Exercise aim> Produce an exact transcript of all the records.

*** Information given ***

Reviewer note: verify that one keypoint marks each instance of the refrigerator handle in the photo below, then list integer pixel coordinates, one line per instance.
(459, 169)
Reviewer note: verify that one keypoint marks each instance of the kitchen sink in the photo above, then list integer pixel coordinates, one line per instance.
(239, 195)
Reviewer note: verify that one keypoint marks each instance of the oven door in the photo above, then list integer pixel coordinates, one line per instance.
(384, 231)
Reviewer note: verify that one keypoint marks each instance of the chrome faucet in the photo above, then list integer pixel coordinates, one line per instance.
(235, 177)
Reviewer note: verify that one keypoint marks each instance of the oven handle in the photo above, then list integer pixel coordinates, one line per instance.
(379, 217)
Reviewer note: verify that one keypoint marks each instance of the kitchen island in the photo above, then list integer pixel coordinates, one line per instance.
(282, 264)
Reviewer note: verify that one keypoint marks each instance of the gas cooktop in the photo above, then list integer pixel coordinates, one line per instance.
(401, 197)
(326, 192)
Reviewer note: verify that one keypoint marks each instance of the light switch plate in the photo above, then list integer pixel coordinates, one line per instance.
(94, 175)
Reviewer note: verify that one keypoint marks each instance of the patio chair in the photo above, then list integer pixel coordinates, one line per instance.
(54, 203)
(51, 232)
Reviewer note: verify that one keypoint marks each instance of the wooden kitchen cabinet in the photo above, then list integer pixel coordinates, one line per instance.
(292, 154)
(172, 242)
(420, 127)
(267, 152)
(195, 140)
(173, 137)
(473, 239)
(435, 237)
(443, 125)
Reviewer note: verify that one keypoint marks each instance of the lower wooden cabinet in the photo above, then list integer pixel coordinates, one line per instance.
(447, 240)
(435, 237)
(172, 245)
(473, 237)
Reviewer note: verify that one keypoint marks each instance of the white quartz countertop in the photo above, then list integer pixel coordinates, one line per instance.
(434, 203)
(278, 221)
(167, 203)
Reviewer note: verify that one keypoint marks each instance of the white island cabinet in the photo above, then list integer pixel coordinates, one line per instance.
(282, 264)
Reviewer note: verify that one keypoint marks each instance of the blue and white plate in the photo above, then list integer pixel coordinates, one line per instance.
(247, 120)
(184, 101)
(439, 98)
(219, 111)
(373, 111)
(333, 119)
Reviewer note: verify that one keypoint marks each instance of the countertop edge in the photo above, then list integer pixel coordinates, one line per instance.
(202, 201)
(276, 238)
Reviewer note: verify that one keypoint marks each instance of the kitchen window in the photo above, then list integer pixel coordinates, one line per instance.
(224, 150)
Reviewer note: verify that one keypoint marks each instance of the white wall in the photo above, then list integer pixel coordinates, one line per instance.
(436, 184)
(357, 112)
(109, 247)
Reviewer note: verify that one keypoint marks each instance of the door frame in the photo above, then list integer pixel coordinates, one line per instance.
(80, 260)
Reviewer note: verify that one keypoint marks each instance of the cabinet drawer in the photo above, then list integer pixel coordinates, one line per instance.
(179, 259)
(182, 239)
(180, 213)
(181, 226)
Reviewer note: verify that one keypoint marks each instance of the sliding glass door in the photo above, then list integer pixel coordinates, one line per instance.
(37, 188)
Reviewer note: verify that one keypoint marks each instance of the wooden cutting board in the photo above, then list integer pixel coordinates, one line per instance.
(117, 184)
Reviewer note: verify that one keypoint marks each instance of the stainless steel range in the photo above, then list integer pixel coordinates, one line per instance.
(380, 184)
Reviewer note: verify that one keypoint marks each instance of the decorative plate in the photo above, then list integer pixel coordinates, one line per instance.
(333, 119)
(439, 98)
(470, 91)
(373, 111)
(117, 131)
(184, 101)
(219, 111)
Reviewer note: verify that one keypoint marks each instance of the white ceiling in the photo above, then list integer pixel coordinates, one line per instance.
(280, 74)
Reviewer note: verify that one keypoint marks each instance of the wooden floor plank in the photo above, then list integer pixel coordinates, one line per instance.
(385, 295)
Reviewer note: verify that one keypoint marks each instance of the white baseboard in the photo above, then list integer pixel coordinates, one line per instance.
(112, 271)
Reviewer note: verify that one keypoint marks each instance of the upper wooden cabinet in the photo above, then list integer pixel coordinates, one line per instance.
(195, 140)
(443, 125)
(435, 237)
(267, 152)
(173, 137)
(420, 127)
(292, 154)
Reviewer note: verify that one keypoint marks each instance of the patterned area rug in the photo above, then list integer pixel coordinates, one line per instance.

*** End of Information given ***

Result of this exercise>
Reviewer note: verify that one keypoint marks each instance of the refrigerator handle in the photo below, then list integer pixel coordinates, one line per instance.
(459, 169)
Reviewer note: verify that one keypoint marks each instance of the kitchen sink in the photo above, then list integer pixel coordinates, one line per instance.
(239, 195)
Reviewer note: verify that one keypoint marks each instance of the oven door in the photo above, then list integer pixel coordinates, one line per instance.
(384, 231)
Reviewer note: verify that one keypoint marks each instance of the chrome faucet in the photo above, then list integer pixel coordinates, one line per instance.
(235, 177)
Reviewer note: verify that one keypoint marks each instance of the oven handle in the photo above, then list integer pixel coordinates, one line per instance.
(379, 217)
Reviewer note: verify that one keypoint marks each instance of the kitchen island in the photo above, then list integer pixel coordinates, one line per instance.
(282, 264)
Reviewer note: verify that one keypoint marks each instance of the gas cooktop in the photo above, then list integer pixel coordinates, one line per instance.
(401, 197)
(326, 192)
Reviewer note: verify that one keypoint marks each instance of the light switch plate in the photo above, then list integer pixel coordinates, one line per instance.
(94, 175)
Reviewer note: verify that one keypoint marks each instance of the patio chair in the photo above, then list integer pixel coordinates, one line per instance.
(54, 203)
(51, 232)
Reviewer note: verify that one keypoint marks each instance of the wooden kitchen cabinet in the photo above, then list integer pixel coordinates, one line per instance.
(292, 154)
(172, 242)
(420, 127)
(267, 152)
(195, 140)
(173, 137)
(473, 239)
(435, 237)
(443, 125)
Reviewer note: verify that one keypoint marks each instance of the lower wooden cabinet in the photo above, then list integer pixel coordinates, one line per instance.
(447, 240)
(435, 237)
(172, 245)
(473, 237)
Reviewer note: verify that one keypoint marks each instance of the white quartz countertop in the photo above, then list integer pixel coordinates, one line per instance.
(434, 203)
(278, 221)
(167, 203)
Reviewer note: verify that one keypoint marks each instance of the white island cabinet in the photo above, then list integer pixel coordinates, one line per instance.
(282, 264)
Reviewer note: verify that one keypoint marks each instance of the blue and white plate in the photo above, then list integer pixel coordinates, one line per instance.
(247, 120)
(184, 101)
(439, 98)
(219, 111)
(373, 111)
(333, 119)
Reviewer note: verify that one keypoint marks each instance of the countertop edge in the photo above, then list integer pixel coordinates, one line per instance.
(202, 201)
(276, 238)
Reviewer note: verify that one keypoint marks each instance of the kitchen window in the photo above, then list integer pixel coordinates, one line per instance.
(224, 150)
Reviewer note: verify that one keypoint marks each instance of the white wall in the photo above, then list integer pixel coordinates, one line per instance.
(436, 184)
(357, 112)
(109, 247)
Reviewer note: verify that one keypoint marks each instance of the door frame in the photo above, then list integer pixel coordinates, one line per instance.
(80, 260)
Reviewer note: verify that one keypoint marks each instance of the cabinet drawer in the photo above, then list integer pixel coordinates, one line per instance.
(179, 259)
(182, 239)
(180, 213)
(181, 226)
Reviewer note: verify that one keypoint marks each instance of the sliding glass door in the photo above, then list integer pixel coordinates, one line per instance.
(37, 188)
Reviewer note: verify that one keypoint marks each instance of the wooden cutting board in the photo above, then list integer pixel coordinates, one line per instance.
(117, 184)
Reviewer note: verify that one keypoint marks each instance of the stainless steel range in the photo above, then list integer pixel coordinates, one line per instance.
(380, 184)
Reviewer note: verify that one keypoint marks each instance of the decorative plate in the photo above, then list integer pixel coordinates, one line per instance.
(333, 119)
(439, 98)
(470, 91)
(373, 111)
(117, 131)
(184, 101)
(219, 111)
Reviewer note: verify that one keypoint marks each instance of the white ceiling in the photo above, then list integer pixel coordinates, one line per instance.
(280, 74)
Reviewer note: verify that one keypoint marks each instance of the wooden floor plank in the photo above, then list integer pixel coordinates, one line per instance.
(385, 295)
Reviewer note: verify that one keypoint marks each instance of the white baseboard in the photo above, then list integer pixel coordinates, one line per instance.
(112, 271)
Reviewer note: verify that one keypoint marks each instance of the upper wooden cabinet in the photo above, then list integer pixel coordinates, one line per instance.
(195, 140)
(443, 125)
(435, 237)
(267, 152)
(173, 137)
(420, 127)
(292, 154)
Reviewer note: verify that one keypoint marks each instance of the patterned area rug in the photo above, then list integer pixel coordinates, one line per instance.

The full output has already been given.